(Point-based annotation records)
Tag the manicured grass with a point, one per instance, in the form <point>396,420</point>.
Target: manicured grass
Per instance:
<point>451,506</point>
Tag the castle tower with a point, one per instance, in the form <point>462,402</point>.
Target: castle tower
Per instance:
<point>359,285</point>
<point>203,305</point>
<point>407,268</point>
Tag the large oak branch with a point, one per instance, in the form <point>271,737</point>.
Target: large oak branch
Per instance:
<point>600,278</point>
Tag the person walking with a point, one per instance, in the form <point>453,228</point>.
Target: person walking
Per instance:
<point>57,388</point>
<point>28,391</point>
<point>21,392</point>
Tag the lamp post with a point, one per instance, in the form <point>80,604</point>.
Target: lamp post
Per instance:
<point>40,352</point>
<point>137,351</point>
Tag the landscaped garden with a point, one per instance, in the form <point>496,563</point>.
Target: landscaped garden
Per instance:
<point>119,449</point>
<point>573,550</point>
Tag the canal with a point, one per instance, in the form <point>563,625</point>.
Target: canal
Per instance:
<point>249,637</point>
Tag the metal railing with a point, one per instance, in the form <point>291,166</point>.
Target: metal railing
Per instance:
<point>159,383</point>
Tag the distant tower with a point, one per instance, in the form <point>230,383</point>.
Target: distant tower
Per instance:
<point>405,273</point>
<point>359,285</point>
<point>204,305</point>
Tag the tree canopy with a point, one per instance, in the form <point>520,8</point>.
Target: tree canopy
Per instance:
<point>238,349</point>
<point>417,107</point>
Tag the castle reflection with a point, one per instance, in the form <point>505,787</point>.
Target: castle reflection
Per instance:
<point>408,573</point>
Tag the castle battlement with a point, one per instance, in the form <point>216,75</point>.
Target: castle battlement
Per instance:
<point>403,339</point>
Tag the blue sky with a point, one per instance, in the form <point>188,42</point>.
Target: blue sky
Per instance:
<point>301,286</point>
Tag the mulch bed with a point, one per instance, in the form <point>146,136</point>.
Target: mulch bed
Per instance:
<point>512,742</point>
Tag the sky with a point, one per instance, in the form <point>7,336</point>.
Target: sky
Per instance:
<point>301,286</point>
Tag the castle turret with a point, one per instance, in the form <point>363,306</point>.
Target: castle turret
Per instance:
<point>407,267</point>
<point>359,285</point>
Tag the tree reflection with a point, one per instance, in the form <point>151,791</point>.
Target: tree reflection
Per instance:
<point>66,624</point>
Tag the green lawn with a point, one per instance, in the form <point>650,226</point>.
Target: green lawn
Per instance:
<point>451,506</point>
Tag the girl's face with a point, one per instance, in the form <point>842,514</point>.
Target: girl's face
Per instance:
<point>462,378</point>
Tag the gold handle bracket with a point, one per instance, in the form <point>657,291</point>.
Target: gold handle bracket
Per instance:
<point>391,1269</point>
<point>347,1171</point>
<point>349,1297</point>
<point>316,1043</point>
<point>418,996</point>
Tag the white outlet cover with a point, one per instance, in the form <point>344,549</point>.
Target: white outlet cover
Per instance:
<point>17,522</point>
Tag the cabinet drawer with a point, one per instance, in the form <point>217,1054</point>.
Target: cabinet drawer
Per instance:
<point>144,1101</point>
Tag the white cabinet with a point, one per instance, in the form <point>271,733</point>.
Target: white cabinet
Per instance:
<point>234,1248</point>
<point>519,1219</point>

Exercise objective: Transcribe every line of the records above verbatim, keeping each line and its order unchanged.

Result for this exercise:
Tag the manicured grass with a point, one per instance, in the form <point>396,420</point>.
Target: manicured grass
Per instance:
<point>451,506</point>
Tag the castle tower with a point, one per instance, in the form <point>462,402</point>.
Target: castle tower
Per instance:
<point>359,285</point>
<point>203,305</point>
<point>407,268</point>
Tag the large oak branch with a point, one per instance, in the form <point>271,737</point>.
Target: large oak branch
Per instance:
<point>600,278</point>
Tag the person walking with a point, one per instance, in the form <point>453,228</point>.
Target: person walking
Per instance:
<point>57,388</point>
<point>28,391</point>
<point>21,392</point>
Tag the lamp post with a point, one per instance, in the form <point>80,604</point>.
Target: lamp post
Per instance:
<point>40,352</point>
<point>137,351</point>
Tag the landscaped garden with a point, one per instance, in the form <point>496,563</point>.
Target: landscaped garden
Per instance:
<point>119,449</point>
<point>573,550</point>
Tag the canal with a point, one per instance, in the form <point>563,625</point>.
Target: canal
Per instance:
<point>249,637</point>
Tag the metal railing with a point, one per instance, in the form <point>291,166</point>.
Target: metal railing
Per instance:
<point>159,383</point>
Tag the distant tower with a point, one per instance, in the form <point>230,383</point>.
Target: distant tower
Per instance:
<point>405,273</point>
<point>359,285</point>
<point>204,305</point>
Tag the tree canopy with a point, one per instance, in the form <point>520,8</point>.
Target: tree canopy
Per instance:
<point>238,349</point>
<point>417,107</point>
Tag the castle reflection with a point, one per instance, in the form <point>505,787</point>.
Target: castle reflection
Per instance:
<point>408,573</point>
Tag the castle battlement with a point, one per instance, in the form <point>216,75</point>.
Target: castle battlement
Per instance:
<point>403,339</point>
Tag the blue sky with a point, one per instance, in the form <point>188,42</point>.
Target: blue sky
Per instance:
<point>301,286</point>
Tag the mulch bed with a point, one per instance, in the form <point>146,136</point>.
Target: mulch bed
Per instance:
<point>512,742</point>
Tag the sky with a point, one per instance, in the form <point>7,336</point>.
Target: sky
Per instance:
<point>301,286</point>
Tag the castle turret with a point, one per instance, in the form <point>363,306</point>.
Target: castle turret
Per instance:
<point>407,267</point>
<point>359,285</point>
Tag the tree reflection with a point, one per instance, in the form <point>151,791</point>.
Target: tree reflection
Per instance:
<point>66,624</point>
Tag the green lawn with a point, one per instance, in the form <point>650,226</point>.
Target: green lawn
Per instance:
<point>451,506</point>
Tag the girl's face with a point, one per instance, in the form <point>842,514</point>.
Target: girl's face
Per instance:
<point>462,378</point>
Tag the gold handle bracket with a point, one per instance, in the form <point>657,291</point>.
Target: gold handle bracket
Per instance:
<point>391,1269</point>
<point>347,1171</point>
<point>349,1297</point>
<point>316,1043</point>
<point>418,996</point>
Tag the white outlet cover with a point, one per instance, in the form <point>344,549</point>.
Target: white outlet cover
Per instance:
<point>17,522</point>
Tag the cabinet drawer with a point, one per instance, in the form <point>217,1054</point>.
Target: cabinet drawer
Per instance:
<point>144,1101</point>
Tag the white cabinet with a point, one per instance, in the form <point>271,733</point>.
Target: white cabinet
Per instance:
<point>234,1248</point>
<point>519,1219</point>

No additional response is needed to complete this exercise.